PASSAGE TO READ:
•••••

Different types of stimulus generate different patterns of response in lymph nodes, identification of which may be helpful in diagnosing the cause.
The most common reason for patients to develop enlargement of lymph nodes is as a reaction to antigenic stimuli (reactive lymphadenopathy).

There are five main patterns of reactive response:
Follicular hyperplasia: increase in B-cell germinal centres.
Paracortical hyperplasia: increase in T-cell paracortical region.
Sinus hyperplasia: increase in histiocytic cells in medullary sinuses.
Granulomatous inflammation: formation of histiocytic granu-lomas in nodes.
Acute lymphadenitis: acute inflammation and suppuration in lymph nodes.

Follicular hyperplasia shows increase in size and number of germinal centres
Follicular hyperplasia is a common response to most types of antigen exposure.
associated with nodes draining sites of chronic inflammation, and in rheumatoid disease.
Acute lymphadenitis occurs with acute bacterial infections.

Paracortical hyperplasia shows increase in size of T-cell areas
Expansion of the T-cell paracortical zone is associated with follicular hyperplasia
as part of a reaction to chronic inflammation.
Relatively pure expansion of the paracortex is seen in drug hypersensitivity
reactions (e.g. lymphadenopathy with phenytoin treatment) and viral infections.

•••••

EXTRACTED ENTRIES:
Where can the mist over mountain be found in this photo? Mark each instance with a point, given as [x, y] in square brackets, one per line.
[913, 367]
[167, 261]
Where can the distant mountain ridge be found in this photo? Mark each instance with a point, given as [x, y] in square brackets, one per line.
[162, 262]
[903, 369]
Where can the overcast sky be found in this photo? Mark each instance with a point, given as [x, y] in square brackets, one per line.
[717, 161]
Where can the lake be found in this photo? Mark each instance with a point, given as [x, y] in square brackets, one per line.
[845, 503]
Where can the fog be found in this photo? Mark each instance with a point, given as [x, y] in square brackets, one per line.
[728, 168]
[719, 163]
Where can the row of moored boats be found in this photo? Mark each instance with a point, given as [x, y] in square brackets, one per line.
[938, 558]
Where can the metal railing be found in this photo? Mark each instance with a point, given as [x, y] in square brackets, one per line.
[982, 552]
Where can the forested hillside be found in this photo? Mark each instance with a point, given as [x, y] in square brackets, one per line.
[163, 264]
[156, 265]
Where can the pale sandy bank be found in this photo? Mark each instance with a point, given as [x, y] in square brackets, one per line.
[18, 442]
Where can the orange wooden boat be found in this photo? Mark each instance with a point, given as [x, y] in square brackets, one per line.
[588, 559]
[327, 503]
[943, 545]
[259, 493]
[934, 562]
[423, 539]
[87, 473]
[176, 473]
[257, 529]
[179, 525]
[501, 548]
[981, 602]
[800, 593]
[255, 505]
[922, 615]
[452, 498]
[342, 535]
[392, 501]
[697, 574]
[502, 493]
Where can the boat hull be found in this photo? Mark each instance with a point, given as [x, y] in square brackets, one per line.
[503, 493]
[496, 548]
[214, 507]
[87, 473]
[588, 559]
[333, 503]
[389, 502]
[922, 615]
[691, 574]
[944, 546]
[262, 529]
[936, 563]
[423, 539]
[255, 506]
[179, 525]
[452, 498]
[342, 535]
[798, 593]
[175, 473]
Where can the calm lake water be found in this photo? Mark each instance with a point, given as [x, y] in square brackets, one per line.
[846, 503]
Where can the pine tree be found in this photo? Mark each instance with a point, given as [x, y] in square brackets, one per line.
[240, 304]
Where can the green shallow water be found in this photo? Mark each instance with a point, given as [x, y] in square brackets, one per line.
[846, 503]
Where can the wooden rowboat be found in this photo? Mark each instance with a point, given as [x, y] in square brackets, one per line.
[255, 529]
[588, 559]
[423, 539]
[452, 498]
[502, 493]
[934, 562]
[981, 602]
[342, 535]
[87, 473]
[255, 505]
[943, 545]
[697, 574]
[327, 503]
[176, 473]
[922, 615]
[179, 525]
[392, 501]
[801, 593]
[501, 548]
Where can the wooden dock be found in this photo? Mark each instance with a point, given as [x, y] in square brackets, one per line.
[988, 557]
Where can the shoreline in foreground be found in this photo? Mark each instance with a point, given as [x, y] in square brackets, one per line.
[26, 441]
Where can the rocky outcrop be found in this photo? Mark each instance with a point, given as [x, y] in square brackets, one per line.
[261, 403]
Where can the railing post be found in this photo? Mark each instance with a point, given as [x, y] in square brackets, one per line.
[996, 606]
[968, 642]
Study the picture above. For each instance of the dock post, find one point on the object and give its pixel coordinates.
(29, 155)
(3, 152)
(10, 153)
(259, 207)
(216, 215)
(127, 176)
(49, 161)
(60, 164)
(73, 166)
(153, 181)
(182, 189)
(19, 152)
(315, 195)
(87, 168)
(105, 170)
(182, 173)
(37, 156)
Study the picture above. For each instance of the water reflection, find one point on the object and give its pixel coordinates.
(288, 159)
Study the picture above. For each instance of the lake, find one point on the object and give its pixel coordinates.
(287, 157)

•••••

APPLY WHAT YOU READ:
(1) Answer these from the passage on reactive lymph node responses:
(a) What is the most common reason for patients to develop enlarged lymph nodes?
(b) What kind of infections does acute lymphadenitis occur with?
(c) In what two settings is relatively pure expansion of the paracortex seen?
(2) Carry on the passage on reactive lymph node responses, starting after its final sentence.

RESPONSES PER TASK:
(1)
(a) A reaction to antigenic stimuli (reactive lymphadenopathy).
(b) Acute bacterial infections.
(c) Drug hypersensitivity reactions (e.g. lymphadenopathy with phenytoin treatment) and viral infections.

(2)
In sinus hyperplasia histiocytic cells accumulate in medullary sinuses and may store phagocytosed material
e.g. In many non-specific reactions to chronic inflammation, and in nodes draining tumours.
A particular type of lymph node enlargement is seen in nodes draining
inflamed skin. In these cases the medullary region is expanded by
histiocytic cells that often contain melanin pigment and lipid
(dermatopathic lymphadenopathy).
Patients with HIV infection may develop lymphadenopathy at several occaions.

Granulomatous inflammation in nodes may be seen in several diseases Granulomatous inflammation in lymph nodes can present with generalized or localized lymphadenopathy; lymph node biopsy is performed to establish the cause.
The main causes are:

Tuberculosis. Granulomas typically undergo caseous necrosis. TB must be confirmed by culture of biopsy
tissue in all cases of undiagnosed lymphadenopathy.

Sarcoidosis may affect regional nodes or be part of a generalized lymphadenopathy.

Cat scratch disease is caused by a Gram-negative bacterium transmitted by cat scratches.
It leads to a self-limited febrile illness with localized lymphadenopathy

Crohn's disease. Granulomas are a frequent finding in the enlarged nodes draining the bowel in Crohn's

Toxoplasmosis. Numerous small aggregates of histiocytic cells forming 'mini granulomas' are seen within
enlarged nodes.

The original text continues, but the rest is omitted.